Data in this exercise section start
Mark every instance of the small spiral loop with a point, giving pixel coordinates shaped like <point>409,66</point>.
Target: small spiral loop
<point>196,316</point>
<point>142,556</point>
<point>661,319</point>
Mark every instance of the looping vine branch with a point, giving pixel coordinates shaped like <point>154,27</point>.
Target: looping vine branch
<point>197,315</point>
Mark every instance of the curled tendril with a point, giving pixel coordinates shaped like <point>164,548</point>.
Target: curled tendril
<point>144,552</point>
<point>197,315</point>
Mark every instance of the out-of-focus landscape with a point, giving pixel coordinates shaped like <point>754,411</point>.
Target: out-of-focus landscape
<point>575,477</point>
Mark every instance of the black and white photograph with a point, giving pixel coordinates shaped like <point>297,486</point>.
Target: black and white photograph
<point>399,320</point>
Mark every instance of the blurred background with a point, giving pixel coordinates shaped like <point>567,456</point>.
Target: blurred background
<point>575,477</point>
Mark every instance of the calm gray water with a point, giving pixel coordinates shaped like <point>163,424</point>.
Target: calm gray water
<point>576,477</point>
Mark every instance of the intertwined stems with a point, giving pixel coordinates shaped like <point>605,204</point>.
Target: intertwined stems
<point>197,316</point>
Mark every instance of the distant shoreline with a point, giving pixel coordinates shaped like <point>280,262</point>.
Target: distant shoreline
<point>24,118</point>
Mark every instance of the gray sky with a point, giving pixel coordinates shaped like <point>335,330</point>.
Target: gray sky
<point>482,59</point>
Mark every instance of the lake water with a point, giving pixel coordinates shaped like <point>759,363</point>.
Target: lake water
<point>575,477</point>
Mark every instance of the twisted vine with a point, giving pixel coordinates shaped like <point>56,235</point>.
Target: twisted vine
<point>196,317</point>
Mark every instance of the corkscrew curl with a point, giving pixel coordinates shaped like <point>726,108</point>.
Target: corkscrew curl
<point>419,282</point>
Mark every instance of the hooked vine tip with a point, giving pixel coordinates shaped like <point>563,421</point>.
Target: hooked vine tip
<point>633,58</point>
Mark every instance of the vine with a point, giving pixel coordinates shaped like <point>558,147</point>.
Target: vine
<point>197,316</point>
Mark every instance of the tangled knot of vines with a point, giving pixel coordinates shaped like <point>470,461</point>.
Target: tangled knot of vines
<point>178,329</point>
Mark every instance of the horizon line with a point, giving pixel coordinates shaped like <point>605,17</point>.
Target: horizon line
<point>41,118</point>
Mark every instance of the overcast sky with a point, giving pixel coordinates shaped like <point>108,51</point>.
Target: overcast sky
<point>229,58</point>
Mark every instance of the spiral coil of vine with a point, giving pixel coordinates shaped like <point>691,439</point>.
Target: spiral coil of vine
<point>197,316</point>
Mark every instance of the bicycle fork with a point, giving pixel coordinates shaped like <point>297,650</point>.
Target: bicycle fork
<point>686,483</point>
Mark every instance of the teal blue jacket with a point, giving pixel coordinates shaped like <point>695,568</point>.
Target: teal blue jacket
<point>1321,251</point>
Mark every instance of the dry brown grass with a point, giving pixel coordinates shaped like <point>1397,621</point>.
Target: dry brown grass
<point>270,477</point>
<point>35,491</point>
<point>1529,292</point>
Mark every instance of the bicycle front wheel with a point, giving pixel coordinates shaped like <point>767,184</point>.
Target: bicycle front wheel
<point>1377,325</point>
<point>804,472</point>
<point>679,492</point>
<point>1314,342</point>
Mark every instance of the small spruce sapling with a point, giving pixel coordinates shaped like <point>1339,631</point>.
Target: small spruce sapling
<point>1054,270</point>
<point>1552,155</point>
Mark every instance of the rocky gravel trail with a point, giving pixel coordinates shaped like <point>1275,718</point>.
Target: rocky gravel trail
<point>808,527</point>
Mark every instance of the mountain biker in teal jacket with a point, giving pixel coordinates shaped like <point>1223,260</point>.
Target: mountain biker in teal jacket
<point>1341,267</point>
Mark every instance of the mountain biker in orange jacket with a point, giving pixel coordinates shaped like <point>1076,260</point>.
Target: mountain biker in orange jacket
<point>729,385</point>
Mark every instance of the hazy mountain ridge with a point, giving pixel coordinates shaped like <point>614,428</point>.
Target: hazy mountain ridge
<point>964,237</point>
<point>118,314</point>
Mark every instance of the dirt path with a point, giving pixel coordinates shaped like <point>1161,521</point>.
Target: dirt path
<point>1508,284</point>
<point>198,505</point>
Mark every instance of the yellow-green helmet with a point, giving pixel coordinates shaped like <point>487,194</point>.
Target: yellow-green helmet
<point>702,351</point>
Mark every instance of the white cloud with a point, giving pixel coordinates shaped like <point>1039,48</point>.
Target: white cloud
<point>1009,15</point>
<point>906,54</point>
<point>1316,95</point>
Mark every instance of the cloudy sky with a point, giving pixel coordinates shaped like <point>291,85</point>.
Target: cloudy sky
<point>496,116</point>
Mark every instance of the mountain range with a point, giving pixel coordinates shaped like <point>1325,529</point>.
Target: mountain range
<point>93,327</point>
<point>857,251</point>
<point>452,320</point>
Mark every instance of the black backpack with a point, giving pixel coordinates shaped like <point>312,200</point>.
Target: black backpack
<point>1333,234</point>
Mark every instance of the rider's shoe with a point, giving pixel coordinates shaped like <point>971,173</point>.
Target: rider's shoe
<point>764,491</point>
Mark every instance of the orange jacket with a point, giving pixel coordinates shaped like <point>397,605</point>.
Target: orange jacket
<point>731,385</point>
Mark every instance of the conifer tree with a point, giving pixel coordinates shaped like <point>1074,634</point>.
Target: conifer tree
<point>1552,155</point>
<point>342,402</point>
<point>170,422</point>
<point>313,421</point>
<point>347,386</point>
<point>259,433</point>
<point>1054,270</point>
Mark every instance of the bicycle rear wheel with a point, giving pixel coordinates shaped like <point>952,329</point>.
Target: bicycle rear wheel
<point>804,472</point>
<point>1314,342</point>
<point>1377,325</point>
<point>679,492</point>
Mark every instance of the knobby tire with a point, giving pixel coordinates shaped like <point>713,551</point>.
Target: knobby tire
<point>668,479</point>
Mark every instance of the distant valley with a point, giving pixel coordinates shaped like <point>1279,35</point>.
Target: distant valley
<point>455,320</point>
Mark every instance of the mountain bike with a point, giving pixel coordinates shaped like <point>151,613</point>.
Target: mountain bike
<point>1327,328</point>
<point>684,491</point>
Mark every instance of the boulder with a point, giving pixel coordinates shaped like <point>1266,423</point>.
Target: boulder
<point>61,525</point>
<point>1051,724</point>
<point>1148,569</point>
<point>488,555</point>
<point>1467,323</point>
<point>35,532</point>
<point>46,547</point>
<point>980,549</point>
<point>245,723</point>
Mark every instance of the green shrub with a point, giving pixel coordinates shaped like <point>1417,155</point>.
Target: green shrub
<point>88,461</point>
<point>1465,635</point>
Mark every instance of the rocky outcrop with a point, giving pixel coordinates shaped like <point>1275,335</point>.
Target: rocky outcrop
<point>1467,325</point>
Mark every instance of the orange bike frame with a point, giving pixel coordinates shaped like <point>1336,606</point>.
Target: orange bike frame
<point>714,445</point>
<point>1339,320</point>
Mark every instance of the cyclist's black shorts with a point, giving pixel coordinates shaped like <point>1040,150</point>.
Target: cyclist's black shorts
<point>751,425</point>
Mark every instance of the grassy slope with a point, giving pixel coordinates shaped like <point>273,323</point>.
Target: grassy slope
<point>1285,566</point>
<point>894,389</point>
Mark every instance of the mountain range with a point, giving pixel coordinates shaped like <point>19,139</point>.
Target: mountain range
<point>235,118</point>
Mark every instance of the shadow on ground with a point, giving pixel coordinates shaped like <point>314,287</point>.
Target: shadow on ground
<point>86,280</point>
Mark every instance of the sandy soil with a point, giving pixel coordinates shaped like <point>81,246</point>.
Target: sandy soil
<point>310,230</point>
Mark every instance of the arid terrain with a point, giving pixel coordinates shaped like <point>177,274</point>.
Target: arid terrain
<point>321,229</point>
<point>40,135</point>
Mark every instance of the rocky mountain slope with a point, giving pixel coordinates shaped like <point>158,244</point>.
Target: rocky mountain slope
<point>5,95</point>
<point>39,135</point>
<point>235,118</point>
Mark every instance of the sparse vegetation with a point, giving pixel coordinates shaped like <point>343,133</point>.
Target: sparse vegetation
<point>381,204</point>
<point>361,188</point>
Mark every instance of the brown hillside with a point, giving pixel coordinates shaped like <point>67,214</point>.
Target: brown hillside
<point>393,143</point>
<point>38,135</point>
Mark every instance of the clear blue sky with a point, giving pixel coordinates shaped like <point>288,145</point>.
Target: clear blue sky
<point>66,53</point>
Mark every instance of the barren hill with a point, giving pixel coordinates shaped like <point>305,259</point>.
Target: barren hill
Data in this exercise section end
§ Exercise aim
What you give back must match the material exactly, beginning with its first line and ending with the line holding "Mark every instance of the looping".

§ Output
Mark every instance of the small spiral loop with a point, giving pixel coordinates shaped like <point>409,66</point>.
Target: small spiral loop
<point>196,316</point>
<point>142,556</point>
<point>661,319</point>
Mark every instance of the looping vine branch with a point, giving pixel coordinates shaped like <point>154,27</point>.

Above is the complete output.